Problem to solve: Return the records in full, exactly as given.

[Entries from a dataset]

---*---

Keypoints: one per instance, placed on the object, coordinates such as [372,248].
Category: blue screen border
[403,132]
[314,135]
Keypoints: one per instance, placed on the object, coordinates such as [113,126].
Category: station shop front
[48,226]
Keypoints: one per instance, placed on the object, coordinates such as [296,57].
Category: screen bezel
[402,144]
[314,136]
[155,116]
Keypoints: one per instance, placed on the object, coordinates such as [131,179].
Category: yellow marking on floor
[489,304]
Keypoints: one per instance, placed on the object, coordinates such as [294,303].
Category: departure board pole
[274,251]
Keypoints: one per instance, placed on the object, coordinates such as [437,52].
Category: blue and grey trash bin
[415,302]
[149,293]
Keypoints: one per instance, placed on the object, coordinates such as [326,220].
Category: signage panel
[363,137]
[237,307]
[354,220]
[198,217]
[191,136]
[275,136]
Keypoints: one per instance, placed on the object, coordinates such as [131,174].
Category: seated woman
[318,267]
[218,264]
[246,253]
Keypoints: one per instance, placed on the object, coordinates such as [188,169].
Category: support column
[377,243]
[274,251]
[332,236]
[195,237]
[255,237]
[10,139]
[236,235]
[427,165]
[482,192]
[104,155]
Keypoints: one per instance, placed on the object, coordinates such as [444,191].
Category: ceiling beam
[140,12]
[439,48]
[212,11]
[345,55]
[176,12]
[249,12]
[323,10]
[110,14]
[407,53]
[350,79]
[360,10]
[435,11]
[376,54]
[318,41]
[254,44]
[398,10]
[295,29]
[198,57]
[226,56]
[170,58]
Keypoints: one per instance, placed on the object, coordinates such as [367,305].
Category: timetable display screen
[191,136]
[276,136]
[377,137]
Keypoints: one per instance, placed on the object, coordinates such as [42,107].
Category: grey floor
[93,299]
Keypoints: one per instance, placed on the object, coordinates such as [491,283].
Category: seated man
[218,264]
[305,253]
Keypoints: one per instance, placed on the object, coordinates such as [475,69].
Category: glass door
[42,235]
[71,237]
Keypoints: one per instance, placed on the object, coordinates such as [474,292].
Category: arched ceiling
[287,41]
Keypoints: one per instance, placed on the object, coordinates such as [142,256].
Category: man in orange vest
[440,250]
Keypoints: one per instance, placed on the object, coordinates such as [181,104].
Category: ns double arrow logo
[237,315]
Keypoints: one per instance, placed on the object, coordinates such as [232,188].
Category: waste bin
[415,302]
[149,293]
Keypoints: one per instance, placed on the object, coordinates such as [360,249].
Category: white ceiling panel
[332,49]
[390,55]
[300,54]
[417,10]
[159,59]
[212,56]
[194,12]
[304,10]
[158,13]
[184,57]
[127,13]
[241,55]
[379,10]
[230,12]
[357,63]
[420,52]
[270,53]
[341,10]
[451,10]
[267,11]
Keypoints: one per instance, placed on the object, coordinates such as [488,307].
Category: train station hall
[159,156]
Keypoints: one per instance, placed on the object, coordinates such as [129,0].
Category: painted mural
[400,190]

---*---

Full response:
Keypoints: one per instance, placed on the object, coordinates such as [372,248].
Category: blue screen border
[403,132]
[314,135]
Keypoints: one per instance, placed on the object, coordinates such as [113,126].
Category: station shop front
[48,226]
Keypoints: one per instance, placed on the object, coordinates such as [296,57].
Category: screen bezel
[402,144]
[314,136]
[155,116]
Keypoints: one per instance, placed on the object, coordinates such as [131,179].
Category: yellow marking on floor
[489,304]
Keypoints: one per instance, placed on the object, coordinates such as [294,303].
Category: departure board pole
[274,251]
Keypoints: one per instance, placed on the object, coordinates such as [437,52].
Category: blue and grey trash bin
[415,302]
[149,293]
Keypoints: one per instance, placed on the object, coordinates such as [326,220].
Category: signage panel
[363,137]
[237,307]
[354,220]
[198,217]
[191,136]
[275,136]
Keypoints: one per instance, placed on the object, coordinates such as [131,174].
Category: seated woman
[318,267]
[218,264]
[246,253]
Keypoints: one per instance, placed on the object, coordinates such as [188,169].
Category: support column
[377,243]
[274,251]
[332,236]
[195,237]
[255,237]
[10,139]
[236,235]
[427,165]
[482,192]
[104,155]
Keypoints: one per instance, placed on the object, coordinates such as [444,191].
Category: ceiling beam
[140,12]
[439,48]
[212,11]
[345,55]
[176,12]
[249,12]
[323,10]
[110,14]
[407,53]
[350,79]
[360,10]
[435,11]
[376,54]
[318,41]
[254,44]
[398,10]
[295,29]
[198,57]
[226,56]
[170,58]
Keypoints: one per instance, placed on the object, coordinates such as [367,305].
Category: timetable display screen
[191,136]
[276,136]
[377,137]
Keypoints: one per instance, placed on the object, coordinates such as [42,107].
Category: grey floor
[93,299]
Keypoints: one per instance, placed on the object, coordinates such as [491,283].
Category: seated man
[218,264]
[305,253]
Keypoints: one per instance, placed on the object, coordinates such as [475,69].
Category: glass door
[42,235]
[71,237]
Keypoints: one per instance, placed on the object, coordinates such as [474,292].
Category: arched ceiling
[287,41]
Keypoints: one per instance, placed on the object, coordinates such as [142,256].
Category: man in orange vest
[440,250]
Keypoints: one per instance, placed on the object, coordinates such as [181,104].
Category: ns double arrow logo
[237,315]
Keypoints: one per instance, placed on the object, coordinates such as [232,188].
Category: waste bin
[415,302]
[149,293]
Keypoints: one per instance, placed on the object, coordinates such as [360,249].
Category: white ceiling panel
[332,49]
[390,55]
[300,54]
[417,10]
[159,59]
[212,56]
[194,12]
[304,10]
[158,13]
[184,57]
[127,13]
[241,55]
[379,10]
[230,12]
[357,63]
[420,52]
[270,53]
[341,10]
[451,10]
[267,11]
Keypoints: one per instance, placed on the object, coordinates such as [488,307].
Category: train station hall
[159,156]
Keypoints: one per instance, placed on the object, coordinates such as [129,0].
Category: painted mural
[400,190]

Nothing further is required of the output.